[[ ENTRIES SHOWN open ]]

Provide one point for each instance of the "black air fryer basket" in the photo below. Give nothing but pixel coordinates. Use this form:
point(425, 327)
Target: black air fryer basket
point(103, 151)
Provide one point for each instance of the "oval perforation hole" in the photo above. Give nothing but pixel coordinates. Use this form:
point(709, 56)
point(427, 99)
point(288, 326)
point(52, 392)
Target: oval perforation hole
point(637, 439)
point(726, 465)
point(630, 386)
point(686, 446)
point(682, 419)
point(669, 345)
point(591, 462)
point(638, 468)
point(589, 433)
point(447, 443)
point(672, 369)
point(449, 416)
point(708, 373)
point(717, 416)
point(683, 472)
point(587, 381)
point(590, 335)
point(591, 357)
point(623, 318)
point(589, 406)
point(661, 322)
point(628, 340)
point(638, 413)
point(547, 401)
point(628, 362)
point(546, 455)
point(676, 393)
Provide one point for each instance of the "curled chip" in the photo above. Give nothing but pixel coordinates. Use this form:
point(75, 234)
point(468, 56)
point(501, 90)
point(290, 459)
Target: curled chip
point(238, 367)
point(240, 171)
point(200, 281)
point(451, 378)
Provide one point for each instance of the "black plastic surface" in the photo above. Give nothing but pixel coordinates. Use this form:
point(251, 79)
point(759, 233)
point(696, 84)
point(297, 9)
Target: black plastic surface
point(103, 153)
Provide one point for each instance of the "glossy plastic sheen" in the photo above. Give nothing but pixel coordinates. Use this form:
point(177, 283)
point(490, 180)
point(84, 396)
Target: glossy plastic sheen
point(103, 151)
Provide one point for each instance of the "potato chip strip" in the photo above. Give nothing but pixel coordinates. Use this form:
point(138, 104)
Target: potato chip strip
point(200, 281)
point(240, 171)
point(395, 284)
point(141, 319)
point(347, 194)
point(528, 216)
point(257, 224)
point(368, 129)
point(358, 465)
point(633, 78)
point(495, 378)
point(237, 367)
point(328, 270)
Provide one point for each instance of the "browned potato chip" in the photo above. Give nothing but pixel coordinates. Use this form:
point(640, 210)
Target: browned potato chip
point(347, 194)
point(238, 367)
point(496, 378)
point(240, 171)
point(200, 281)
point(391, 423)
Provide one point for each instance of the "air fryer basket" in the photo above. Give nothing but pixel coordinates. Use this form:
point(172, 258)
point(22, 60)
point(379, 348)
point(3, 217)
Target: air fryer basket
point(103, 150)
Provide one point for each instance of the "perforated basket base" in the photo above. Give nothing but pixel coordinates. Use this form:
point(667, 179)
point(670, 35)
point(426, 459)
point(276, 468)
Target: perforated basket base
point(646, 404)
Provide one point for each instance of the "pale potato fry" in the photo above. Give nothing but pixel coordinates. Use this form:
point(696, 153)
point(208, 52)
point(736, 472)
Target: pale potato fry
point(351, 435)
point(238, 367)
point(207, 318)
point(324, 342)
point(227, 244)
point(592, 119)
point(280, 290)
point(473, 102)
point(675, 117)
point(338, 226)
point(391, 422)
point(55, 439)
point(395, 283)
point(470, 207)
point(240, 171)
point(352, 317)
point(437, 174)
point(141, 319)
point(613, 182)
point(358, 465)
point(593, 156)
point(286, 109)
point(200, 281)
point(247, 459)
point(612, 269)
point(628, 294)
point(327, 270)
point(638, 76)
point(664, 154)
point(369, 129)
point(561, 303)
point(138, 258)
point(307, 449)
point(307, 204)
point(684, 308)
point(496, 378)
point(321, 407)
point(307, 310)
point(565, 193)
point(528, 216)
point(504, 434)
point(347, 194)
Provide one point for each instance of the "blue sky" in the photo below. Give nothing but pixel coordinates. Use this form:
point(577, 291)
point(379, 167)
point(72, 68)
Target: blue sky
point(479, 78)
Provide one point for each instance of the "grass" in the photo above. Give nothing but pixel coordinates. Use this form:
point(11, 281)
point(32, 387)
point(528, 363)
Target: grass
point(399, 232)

[[ ENTRIES SHOWN closed ]]
[[ ENTRIES SHOWN open ]]

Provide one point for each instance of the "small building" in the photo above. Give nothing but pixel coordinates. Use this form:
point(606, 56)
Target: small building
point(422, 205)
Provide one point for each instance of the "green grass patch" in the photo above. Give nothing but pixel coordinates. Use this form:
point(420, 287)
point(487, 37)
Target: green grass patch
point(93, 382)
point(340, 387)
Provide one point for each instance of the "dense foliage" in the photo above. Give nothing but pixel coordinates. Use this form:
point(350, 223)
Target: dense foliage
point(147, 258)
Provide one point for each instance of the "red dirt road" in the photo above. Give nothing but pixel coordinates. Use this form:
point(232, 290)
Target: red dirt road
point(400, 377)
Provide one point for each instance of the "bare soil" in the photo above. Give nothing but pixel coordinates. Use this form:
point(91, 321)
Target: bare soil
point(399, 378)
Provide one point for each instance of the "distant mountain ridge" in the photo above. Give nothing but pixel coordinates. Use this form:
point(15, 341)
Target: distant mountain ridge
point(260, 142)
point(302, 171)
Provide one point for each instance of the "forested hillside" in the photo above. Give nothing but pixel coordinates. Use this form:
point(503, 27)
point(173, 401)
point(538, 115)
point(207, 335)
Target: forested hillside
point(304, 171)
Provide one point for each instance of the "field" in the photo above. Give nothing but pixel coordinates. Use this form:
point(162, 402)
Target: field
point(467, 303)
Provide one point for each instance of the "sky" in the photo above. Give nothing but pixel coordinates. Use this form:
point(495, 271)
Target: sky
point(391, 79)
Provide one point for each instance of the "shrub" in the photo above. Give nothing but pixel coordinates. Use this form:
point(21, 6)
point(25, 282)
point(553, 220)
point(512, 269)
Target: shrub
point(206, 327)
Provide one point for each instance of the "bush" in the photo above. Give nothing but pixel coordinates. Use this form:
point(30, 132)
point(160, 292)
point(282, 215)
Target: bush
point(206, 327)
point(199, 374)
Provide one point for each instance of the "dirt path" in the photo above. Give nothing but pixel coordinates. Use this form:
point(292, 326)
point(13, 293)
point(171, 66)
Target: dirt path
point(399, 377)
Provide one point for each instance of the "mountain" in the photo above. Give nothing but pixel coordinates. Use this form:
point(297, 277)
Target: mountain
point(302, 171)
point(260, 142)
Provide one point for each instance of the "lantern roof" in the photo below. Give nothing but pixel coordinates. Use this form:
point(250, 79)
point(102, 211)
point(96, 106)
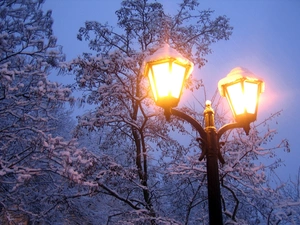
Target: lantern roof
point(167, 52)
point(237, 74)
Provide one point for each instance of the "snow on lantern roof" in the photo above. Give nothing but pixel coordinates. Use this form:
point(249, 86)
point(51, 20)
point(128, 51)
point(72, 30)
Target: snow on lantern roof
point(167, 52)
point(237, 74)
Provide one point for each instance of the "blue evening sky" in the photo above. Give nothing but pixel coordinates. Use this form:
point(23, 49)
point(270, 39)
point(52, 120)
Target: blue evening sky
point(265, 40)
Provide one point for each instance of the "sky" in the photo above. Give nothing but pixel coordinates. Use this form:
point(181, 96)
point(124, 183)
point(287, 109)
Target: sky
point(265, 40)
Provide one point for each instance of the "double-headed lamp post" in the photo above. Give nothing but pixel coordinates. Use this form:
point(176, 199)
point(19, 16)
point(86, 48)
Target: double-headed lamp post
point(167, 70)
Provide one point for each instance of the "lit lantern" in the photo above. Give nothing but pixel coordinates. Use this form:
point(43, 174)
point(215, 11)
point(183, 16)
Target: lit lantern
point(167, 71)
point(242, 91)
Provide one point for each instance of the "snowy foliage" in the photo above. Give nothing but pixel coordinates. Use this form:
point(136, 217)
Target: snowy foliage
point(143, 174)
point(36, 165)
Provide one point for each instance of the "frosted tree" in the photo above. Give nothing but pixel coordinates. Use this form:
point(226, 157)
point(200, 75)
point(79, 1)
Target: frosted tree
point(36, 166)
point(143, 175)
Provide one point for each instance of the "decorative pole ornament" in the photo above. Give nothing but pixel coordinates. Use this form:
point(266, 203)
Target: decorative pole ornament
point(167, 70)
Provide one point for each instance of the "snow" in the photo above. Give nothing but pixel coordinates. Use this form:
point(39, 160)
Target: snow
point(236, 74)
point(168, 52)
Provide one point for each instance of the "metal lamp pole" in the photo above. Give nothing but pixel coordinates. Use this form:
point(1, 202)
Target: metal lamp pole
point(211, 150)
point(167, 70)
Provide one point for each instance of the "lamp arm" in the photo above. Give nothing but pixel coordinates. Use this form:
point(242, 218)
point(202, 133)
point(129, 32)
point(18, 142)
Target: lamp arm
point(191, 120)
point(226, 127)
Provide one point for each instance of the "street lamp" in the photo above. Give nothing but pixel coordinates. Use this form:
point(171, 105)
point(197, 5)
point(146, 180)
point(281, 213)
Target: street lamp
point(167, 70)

[[ ENTRIES SHOWN closed ]]

### EXERCISE DETAILS
Using the entries, return every line where the word "below" can be found.

### OUTPUT FOR THIS EXERCISE
Provide one point for each instance of the "black air fryer basket" in the photo below. Give nothing but pixel coordinates. Use this form:
Provide one point for each instance of the "blue sky" in the photo below. Give nothing but pixel coordinates. Use this form:
Provide one point for each instance of the "lantern roof" in the photo below. Give nothing but pixel coordinates. Use this form:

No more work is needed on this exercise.